AU Alumni Update

January 2005

 

ALUMNI PROFILE

"Grandma Luge" Sets Sights on Sixth Olympics

When five-time Olympian Anne Abernathy, SOC/BA ’76, attended AU, she had never been involved with competitive athletics and was only interested in her budding career in performing arts. “I didn’t have time for anything else. I wanted to be a singer, specifically a guitar vocalist,” says Abernathy, a native of the Virgin Islands.

That all changed in 1980 when Abernathy, then 27 years old, went to Lake Placid with her friends. "We went to look at the bobsled run, and saw a sign pointing the way to the luge. I didn't even know how to pronounce it. I saw one go by and thought, 'I'd really like to do that.' And that was the way it all began."

Now, as the Athletes International 2004 Olympic Athlete of the Year trains for her sixth Olympics, Abernathy, or “Grandma Luge” as her fellow competitors and fans call her, looks back on a career that is not only filled with great achievements in her sport, but in her personal life as well.

Not only did she overcome the obstacles of ageism (now 51, she is in the Guinness World Book of Records as the oldest woman ever to compete in the Winter Olympic Games,) she has also overcome dozens of injuries suffered in her sport, as well as Hodgkins Disease.

“It was awfully hard to go through chemo and then get up and go work out. There were times I just didn’t want to, but God helped me persevere,” Abernathy says of her battle with cancer in the mid 1980’s.

In 2001, Abernathy was tested again when she crashed her sled at the World Cup Race in Germany. Her crash left her with a massive brain injury and severe memory loss. With the help of brainwave biofeedback treatments, a cutting edge method of therapy, Anne was able to recover in time for the 2002 Olympics in Salt Lake City. Her recovery was documented by the Discovery Health Channel and their series “Impact, Stories of Survival.”

Abernathy has also been featured on the Today Show, the Tonight Show, Good Morning America, Nike ads, IBM commercials, MSNBC, and various other national and international shows.

In 1992 Abernathy became the first athlete in any Olympics to compete with a camera on board. At the Lillehammer Olympics in 1994, she was the first to create an online diary from the games.

“Grandma Luge” has spent the last several months in Europe racing training for the 2006 Olympics in Torino, Italy. She will make Olympic history again next year as the first Winter Olympian in her 50s ever to compete. Her fans will be there to cheer her on with the chant they have proudly shouted for years, “Go, go, Grandma!”

TASK LIST |
(a) Reproduce word for word the part of the alumni profile that opens with the words containing "Now, as the" and closes with "as Hodgkins Disease.".
(b) Name every city that the alumni profile gives as the site of an Olympic Games.
(c) Answer these from the alumni profile:
(i) How old was Abernathy when she went to Lake Placid with her friends?
(ii) What treatments helped her recover from the brain injury she suffered in 2001?
(iii) What first did she achieve in 1992?

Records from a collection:

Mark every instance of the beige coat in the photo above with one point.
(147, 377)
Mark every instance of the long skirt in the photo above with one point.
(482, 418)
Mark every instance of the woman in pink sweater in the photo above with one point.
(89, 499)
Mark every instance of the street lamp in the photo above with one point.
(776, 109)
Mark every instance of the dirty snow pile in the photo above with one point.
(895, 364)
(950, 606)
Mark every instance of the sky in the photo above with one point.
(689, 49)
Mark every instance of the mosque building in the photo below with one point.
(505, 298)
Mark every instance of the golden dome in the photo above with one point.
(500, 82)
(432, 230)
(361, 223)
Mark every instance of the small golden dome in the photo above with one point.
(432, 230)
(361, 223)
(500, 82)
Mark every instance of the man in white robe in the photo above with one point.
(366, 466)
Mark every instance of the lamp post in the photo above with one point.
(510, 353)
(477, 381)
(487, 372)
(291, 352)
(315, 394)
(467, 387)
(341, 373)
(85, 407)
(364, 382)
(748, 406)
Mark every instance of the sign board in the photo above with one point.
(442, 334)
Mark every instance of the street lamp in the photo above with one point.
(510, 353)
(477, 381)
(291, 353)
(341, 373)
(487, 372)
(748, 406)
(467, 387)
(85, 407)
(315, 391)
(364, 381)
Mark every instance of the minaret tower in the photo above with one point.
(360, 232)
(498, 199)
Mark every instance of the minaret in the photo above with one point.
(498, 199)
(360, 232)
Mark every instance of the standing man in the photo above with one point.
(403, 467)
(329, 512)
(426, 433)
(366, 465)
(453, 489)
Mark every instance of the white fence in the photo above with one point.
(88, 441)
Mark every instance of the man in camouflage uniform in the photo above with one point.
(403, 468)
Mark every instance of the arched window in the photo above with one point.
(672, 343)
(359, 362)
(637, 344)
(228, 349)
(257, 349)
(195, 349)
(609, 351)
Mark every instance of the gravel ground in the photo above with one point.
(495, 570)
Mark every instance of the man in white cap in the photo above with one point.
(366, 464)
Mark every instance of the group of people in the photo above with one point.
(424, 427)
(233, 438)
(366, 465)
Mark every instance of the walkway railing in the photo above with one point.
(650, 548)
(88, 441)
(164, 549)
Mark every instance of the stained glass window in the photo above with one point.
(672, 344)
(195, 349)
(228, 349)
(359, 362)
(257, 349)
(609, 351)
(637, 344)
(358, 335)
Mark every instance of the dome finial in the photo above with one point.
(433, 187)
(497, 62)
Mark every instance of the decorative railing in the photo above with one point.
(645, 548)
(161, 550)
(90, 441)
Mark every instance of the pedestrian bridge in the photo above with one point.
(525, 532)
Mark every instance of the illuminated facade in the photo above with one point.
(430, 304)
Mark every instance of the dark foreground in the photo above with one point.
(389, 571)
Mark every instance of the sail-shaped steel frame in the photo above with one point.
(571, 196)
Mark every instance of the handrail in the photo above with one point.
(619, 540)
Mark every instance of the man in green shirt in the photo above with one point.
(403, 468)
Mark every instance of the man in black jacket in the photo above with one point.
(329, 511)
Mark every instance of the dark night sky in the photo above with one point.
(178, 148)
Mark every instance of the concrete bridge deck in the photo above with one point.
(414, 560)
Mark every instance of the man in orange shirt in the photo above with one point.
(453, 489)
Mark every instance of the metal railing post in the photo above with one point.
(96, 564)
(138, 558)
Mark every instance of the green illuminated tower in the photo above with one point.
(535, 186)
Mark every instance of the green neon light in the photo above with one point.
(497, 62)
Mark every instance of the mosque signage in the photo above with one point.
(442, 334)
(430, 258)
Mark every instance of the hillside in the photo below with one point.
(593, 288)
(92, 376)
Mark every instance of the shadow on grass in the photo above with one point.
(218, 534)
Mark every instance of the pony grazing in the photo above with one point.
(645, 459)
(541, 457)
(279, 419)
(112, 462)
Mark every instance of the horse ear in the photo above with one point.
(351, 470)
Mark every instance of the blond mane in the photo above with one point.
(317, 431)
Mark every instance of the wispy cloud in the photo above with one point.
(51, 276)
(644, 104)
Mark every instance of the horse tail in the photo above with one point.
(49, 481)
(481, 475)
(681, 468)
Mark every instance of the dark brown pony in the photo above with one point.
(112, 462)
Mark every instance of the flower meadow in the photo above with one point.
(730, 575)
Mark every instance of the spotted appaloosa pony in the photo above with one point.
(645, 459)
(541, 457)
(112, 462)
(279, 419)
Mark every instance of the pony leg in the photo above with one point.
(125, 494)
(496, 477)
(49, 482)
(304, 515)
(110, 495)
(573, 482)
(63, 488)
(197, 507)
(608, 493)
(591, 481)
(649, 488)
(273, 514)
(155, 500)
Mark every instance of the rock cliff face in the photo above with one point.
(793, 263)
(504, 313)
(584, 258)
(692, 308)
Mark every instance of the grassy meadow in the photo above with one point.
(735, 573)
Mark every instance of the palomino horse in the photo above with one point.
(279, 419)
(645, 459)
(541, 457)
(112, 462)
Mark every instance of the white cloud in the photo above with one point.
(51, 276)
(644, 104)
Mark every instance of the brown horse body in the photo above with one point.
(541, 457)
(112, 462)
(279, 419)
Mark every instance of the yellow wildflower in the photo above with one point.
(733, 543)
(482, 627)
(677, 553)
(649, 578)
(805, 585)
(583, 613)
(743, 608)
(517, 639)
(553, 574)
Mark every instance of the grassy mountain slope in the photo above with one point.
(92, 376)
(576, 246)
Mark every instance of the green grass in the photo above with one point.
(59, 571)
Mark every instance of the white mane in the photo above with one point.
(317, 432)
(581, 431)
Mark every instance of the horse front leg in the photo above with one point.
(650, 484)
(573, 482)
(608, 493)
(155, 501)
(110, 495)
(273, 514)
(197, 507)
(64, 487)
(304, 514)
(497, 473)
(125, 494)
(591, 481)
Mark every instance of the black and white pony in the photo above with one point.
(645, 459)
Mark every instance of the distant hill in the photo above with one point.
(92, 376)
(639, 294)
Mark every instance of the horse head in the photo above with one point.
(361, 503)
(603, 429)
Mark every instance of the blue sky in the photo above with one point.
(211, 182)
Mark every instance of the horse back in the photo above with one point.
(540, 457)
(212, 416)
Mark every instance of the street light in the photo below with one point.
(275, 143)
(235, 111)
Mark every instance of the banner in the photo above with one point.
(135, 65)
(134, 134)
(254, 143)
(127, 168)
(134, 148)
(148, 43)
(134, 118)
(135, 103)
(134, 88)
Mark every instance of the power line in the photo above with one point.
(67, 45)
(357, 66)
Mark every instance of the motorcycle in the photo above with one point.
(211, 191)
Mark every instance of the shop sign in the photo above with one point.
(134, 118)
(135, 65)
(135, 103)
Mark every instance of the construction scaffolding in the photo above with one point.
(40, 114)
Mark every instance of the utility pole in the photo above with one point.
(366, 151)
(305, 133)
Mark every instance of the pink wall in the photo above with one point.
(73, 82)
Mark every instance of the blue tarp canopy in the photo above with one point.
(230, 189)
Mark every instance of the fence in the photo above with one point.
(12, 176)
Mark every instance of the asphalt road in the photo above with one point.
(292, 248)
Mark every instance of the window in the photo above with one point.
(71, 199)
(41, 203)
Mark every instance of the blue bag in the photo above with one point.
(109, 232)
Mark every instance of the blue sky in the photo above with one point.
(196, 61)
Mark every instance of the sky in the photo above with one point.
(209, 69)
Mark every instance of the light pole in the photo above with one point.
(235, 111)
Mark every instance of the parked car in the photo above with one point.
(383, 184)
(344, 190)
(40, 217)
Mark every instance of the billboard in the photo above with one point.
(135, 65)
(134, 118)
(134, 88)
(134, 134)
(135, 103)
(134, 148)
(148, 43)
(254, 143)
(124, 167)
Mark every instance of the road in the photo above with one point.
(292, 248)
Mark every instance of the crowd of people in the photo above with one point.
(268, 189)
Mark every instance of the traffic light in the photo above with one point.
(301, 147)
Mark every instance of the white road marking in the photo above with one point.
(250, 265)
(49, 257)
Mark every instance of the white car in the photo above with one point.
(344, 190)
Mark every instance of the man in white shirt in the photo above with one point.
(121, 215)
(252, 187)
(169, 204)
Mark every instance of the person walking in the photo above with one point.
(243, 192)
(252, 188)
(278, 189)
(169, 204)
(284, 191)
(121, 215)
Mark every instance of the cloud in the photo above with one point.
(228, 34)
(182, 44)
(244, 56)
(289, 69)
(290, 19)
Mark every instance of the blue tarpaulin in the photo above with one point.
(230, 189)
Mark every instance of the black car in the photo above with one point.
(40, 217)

RESULTS OF THE EXERCISE |
(a)
Now, as the Athletes International 2004 Olympic Athlete of the Year trains for her sixth Olympics, Abernathy, or “Grandma Luge” as her fellow competitors and fans call her, looks back on a career that is not only filled with great achievements in her sport, but in her personal life as well.

Not only did she overcome the obstacles of ageism (now 51, she is in the Guinness World Book of Records as the oldest woman ever to compete in the Winter Olympic Games,) she has also overcome dozens of injuries suffered in her sport, as well as Hodgkins Disease.

(b) Salt Lake City, Lillehammer, Torino

(c)
(i) 27 years old
(ii) Brainwave biofeedback treatments
(iii) She became the first athlete in any Olympics to compete with a camera on board.